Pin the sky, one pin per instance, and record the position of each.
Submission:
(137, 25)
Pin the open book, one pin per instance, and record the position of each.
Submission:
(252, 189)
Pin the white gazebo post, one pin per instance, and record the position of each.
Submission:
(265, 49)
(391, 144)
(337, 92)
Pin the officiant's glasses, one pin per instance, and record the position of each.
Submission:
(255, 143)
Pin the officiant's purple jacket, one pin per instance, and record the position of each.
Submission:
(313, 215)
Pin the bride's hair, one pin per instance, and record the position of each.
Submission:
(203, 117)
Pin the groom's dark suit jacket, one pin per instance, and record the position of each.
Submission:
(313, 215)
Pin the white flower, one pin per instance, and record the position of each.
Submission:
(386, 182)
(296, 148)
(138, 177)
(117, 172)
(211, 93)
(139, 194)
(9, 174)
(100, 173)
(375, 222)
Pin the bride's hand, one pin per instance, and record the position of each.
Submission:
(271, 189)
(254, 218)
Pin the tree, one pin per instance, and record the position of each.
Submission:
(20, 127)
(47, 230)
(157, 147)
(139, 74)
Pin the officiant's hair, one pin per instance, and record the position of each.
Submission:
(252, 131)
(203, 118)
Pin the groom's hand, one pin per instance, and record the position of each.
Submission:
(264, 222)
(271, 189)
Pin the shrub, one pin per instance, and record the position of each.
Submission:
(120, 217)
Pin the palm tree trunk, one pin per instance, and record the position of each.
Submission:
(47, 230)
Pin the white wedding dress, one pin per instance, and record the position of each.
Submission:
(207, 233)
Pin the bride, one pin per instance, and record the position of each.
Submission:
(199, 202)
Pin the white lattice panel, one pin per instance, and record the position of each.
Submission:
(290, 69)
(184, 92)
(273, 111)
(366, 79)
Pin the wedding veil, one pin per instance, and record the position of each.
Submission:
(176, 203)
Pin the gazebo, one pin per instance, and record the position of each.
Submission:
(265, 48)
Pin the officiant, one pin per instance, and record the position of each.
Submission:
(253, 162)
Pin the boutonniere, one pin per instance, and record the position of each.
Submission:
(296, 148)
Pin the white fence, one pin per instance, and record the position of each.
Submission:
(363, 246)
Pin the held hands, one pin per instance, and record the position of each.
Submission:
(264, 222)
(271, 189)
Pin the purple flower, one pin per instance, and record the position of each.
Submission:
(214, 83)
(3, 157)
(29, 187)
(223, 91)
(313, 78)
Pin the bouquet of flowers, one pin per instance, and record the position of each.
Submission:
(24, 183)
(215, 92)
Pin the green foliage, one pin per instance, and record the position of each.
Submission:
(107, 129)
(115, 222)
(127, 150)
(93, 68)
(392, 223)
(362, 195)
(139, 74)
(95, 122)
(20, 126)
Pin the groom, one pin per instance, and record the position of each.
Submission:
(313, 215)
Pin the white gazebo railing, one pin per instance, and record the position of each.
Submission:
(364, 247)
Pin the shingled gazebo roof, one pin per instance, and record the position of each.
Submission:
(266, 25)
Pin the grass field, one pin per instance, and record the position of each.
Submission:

____________________

- **Do this**
Write out all of the items above again, substituting "Response" for each "Submission" and keeping everything else the same.

- **Answer for the task**
Pin the sky, one pin per instance, and record the position of each.
Response:
(137, 25)
Pin the open book, one pin per instance, and record the position of each.
Response:
(252, 189)
Pin the white gazebo post, one pin per instance, and record the position of each.
Response:
(265, 49)
(391, 144)
(337, 92)
Pin the officiant's glasses, one pin per instance, and record the position of each.
Response:
(255, 143)
Pin the officiant's purple jacket, one pin per instance, and record the position of each.
Response:
(313, 215)
Pin the bride's hair, one pin per instance, and record the position of each.
Response:
(203, 117)
Pin the groom's dark suit jacket, one pin per instance, and record the position of each.
Response:
(313, 215)
Pin the white flower, one pin per instance, and record the position of each.
Response:
(386, 182)
(296, 148)
(138, 177)
(117, 172)
(211, 93)
(139, 194)
(9, 174)
(100, 173)
(375, 222)
Pin the bride's hand, one pin per instance, and record the position of each.
Response:
(271, 189)
(254, 218)
Pin the tree, one pin per instance, and record the position of each.
Response:
(20, 127)
(47, 230)
(157, 147)
(139, 74)
Pin the officiant's hair, one pin per instance, and record the position of each.
Response:
(252, 131)
(203, 118)
Pin the groom's hand, one pin per instance, and record the position of each.
Response:
(264, 222)
(271, 189)
Pin the shrub, one pin per instance, and record the position of each.
Response:
(120, 217)
Pin the palm tree trunk, one pin per instance, and record the position of each.
Response:
(47, 230)
Pin the white wedding dress, one pin per instance, and record the position of each.
Response:
(207, 233)
Pin the bride, one pin per instance, and record the position of each.
Response:
(199, 202)
Pin the white lattice panel, one pin per instance, and record the position of each.
Response:
(290, 69)
(184, 92)
(273, 111)
(366, 79)
Pin the wedding veil, one pin per instance, and record the position of each.
Response:
(176, 203)
Pin the gazebo, one pin per instance, and record the position of each.
Response:
(265, 48)
Pin the officiant, one pin per instance, and record the position of each.
Response:
(253, 162)
Pin the boutonniere, one pin per instance, and record the position of each.
Response:
(296, 148)
Pin the white fence, one pin per instance, and record the position of each.
Response:
(363, 246)
Pin the held hands, one pin per instance, and record the position of each.
Response:
(264, 222)
(271, 189)
Pin the purple flower, one pin per instance, and record the position of each.
Response:
(214, 83)
(3, 157)
(29, 187)
(223, 91)
(313, 78)
Pin the bouquet of flowers, one pin per instance, and record the position of each.
Response:
(24, 183)
(215, 92)
Pin the green foliage, one pin per instance, and record the position of each.
Response:
(107, 129)
(115, 222)
(127, 150)
(93, 68)
(392, 223)
(362, 195)
(139, 74)
(95, 122)
(20, 126)
Pin the groom, one pin per instance, and record the position of each.
Response:
(313, 215)
Pin the white gazebo railing, one pin per instance, and record the position of each.
Response:
(364, 247)
Pin the shingled gazebo roof, one pin per instance, and record the position of each.
Response:
(266, 25)
Pin the grass field, one pin per instance, and record the position of each.
Response:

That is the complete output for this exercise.